== RECORD SET ==
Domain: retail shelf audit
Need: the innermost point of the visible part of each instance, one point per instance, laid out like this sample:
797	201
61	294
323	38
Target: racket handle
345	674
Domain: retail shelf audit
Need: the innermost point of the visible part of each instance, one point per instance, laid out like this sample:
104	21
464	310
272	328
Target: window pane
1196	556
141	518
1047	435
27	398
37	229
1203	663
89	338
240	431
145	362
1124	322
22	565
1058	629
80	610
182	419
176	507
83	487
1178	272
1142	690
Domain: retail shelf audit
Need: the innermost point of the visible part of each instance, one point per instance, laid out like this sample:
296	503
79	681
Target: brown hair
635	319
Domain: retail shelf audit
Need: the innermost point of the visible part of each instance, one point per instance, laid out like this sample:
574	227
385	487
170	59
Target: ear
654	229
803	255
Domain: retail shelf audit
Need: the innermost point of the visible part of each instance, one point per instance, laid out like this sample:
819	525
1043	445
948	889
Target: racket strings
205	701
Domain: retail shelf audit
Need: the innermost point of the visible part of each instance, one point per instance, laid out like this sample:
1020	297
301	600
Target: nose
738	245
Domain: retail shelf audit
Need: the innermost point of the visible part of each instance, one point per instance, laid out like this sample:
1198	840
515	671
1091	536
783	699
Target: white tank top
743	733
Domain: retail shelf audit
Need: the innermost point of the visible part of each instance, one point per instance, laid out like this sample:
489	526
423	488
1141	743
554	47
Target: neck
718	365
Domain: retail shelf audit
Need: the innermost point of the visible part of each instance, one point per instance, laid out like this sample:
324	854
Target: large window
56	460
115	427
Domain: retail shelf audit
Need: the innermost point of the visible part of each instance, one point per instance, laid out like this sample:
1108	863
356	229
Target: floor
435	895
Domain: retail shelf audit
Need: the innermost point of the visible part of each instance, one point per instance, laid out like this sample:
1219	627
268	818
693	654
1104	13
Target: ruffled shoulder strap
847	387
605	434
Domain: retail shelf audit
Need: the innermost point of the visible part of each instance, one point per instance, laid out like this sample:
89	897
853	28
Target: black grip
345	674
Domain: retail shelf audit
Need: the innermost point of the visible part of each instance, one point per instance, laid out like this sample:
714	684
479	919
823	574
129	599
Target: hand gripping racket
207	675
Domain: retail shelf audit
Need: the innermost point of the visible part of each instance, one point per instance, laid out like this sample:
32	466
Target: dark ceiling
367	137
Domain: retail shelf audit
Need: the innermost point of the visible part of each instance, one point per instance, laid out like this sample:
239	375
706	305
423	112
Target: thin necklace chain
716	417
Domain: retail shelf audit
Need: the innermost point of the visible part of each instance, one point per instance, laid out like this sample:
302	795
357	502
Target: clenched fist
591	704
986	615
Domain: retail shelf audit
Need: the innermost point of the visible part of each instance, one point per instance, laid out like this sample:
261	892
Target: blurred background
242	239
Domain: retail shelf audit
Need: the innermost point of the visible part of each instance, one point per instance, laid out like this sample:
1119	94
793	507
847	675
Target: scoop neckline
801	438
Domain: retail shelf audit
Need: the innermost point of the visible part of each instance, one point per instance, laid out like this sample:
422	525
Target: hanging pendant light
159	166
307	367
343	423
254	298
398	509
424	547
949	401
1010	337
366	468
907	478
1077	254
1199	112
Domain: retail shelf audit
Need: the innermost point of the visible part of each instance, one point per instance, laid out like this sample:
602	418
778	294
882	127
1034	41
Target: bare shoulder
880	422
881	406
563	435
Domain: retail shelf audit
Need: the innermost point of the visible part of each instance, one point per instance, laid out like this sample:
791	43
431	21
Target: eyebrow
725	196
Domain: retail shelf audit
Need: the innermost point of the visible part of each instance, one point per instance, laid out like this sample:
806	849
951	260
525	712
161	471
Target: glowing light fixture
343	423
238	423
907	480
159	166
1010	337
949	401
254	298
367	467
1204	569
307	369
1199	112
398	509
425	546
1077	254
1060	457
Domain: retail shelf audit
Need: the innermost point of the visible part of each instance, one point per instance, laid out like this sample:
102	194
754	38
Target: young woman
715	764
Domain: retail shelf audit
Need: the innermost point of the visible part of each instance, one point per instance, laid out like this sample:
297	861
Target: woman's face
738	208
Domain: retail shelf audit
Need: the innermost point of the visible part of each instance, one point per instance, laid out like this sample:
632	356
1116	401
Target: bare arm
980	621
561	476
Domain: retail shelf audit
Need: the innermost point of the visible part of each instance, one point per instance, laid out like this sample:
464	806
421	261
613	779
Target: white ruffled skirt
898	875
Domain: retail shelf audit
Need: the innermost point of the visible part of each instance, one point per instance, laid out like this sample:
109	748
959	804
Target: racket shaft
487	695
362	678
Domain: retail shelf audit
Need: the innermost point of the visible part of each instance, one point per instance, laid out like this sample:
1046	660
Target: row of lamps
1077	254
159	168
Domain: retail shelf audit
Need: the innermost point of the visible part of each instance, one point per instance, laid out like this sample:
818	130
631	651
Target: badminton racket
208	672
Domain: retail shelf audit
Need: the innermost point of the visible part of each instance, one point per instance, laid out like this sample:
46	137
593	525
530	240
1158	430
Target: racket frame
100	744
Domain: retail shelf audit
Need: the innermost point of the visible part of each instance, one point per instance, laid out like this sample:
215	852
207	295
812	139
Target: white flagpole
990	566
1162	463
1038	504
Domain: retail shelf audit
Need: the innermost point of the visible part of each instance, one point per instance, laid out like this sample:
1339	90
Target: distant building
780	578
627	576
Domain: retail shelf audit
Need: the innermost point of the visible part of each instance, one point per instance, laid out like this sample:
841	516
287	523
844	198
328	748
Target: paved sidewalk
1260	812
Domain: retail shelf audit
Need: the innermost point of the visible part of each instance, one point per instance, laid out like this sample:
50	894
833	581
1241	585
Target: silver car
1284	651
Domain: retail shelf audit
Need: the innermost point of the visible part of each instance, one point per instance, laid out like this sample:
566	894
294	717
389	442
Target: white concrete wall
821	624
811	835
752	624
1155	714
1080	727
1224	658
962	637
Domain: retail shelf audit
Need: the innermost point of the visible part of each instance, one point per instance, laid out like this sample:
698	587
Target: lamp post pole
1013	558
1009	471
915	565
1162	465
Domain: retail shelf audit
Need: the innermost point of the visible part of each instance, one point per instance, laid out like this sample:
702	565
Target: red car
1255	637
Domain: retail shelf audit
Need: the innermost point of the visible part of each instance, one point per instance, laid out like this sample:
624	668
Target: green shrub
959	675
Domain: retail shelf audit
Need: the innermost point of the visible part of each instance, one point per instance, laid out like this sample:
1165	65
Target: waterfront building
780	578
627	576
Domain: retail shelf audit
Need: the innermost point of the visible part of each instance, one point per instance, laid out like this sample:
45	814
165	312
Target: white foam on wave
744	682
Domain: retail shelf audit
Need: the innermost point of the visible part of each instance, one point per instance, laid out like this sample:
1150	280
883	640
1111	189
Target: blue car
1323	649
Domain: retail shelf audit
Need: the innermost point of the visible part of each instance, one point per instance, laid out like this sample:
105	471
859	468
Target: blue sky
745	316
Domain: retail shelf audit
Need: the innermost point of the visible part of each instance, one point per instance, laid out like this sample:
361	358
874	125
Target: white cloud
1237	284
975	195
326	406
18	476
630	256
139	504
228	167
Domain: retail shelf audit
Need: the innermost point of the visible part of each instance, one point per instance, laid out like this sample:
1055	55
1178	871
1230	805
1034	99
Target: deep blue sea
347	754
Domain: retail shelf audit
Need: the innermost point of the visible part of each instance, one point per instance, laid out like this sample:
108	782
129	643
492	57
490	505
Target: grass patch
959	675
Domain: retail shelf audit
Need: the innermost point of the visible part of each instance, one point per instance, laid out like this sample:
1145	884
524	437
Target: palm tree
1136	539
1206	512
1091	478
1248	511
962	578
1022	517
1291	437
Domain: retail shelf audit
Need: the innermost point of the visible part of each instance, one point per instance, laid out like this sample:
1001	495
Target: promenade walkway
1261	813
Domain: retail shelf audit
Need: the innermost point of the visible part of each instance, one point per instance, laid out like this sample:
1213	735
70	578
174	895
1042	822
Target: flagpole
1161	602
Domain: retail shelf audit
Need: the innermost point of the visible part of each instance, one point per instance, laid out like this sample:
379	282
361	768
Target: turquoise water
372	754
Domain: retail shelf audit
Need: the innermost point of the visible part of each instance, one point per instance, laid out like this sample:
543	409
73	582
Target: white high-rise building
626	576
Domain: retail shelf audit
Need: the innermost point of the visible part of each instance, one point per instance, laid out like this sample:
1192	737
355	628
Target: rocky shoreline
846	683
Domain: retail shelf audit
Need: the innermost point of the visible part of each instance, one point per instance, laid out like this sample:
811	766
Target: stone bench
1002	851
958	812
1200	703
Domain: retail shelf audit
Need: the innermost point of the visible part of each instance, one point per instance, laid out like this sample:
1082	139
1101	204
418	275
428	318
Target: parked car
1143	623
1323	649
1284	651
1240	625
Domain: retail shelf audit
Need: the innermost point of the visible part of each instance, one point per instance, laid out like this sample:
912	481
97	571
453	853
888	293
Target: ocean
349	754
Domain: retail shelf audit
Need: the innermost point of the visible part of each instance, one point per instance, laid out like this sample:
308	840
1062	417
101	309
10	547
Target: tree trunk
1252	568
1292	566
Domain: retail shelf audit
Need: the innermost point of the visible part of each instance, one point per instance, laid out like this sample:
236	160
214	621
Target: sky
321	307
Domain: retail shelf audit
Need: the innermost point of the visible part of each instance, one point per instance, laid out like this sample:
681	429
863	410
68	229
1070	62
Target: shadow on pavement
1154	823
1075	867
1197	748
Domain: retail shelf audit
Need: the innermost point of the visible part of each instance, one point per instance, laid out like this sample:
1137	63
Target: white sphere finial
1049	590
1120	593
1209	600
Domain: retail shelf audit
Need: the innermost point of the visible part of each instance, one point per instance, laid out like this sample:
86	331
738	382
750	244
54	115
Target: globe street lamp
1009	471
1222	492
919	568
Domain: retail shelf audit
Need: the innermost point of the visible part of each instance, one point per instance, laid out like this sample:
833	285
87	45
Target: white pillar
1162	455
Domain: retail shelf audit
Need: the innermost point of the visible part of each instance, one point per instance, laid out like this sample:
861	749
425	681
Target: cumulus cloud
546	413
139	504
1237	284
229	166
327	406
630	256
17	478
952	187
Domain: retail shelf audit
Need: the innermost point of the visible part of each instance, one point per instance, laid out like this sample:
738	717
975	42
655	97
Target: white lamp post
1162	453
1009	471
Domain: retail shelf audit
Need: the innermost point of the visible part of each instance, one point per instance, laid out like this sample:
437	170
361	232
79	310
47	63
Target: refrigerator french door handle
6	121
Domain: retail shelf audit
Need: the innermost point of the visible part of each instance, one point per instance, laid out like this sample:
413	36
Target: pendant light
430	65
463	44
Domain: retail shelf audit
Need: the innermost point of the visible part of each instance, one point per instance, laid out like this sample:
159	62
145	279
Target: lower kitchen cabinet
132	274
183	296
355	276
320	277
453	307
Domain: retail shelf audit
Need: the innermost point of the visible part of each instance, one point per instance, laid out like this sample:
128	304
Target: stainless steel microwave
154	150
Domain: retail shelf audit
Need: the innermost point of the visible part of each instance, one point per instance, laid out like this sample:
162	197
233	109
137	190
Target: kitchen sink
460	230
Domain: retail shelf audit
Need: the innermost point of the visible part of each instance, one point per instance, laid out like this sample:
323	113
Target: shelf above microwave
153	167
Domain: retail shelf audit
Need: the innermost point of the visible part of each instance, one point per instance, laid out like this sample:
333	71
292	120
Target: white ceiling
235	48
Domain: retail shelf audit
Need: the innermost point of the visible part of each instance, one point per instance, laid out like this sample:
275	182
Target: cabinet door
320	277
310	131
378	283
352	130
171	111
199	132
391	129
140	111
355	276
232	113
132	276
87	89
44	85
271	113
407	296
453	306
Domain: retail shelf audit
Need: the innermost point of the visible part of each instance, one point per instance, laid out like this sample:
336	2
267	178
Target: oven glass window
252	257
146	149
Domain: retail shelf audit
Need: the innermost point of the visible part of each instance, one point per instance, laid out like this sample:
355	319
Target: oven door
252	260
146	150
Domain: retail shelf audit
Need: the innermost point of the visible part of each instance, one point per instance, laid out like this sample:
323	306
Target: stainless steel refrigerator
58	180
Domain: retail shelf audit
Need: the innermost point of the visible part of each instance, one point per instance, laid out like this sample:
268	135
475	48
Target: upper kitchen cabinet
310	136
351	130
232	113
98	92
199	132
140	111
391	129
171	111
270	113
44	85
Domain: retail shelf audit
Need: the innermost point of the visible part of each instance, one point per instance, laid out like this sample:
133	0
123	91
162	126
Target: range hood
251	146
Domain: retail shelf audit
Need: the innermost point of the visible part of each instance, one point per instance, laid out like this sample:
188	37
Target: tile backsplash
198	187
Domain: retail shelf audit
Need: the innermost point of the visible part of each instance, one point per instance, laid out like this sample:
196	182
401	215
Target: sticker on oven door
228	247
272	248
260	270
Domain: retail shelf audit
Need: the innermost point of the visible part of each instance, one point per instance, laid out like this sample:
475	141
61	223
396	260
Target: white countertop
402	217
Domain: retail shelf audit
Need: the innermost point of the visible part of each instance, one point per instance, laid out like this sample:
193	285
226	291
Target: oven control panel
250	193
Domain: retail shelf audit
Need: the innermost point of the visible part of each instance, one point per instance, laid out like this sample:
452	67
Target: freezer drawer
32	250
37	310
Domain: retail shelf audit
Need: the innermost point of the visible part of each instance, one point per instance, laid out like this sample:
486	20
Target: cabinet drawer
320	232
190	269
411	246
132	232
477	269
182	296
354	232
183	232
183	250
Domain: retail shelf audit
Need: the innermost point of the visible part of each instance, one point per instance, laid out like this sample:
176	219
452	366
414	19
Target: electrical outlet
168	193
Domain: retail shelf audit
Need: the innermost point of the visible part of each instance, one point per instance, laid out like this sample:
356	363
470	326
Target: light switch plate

== GIVEN PROBLEM ==
From the listing above, select every line containing the word "post" and copy each of those lines out.

== WRITTEN RESPONSE ==
Target: lamp post pole
Target: white lamp post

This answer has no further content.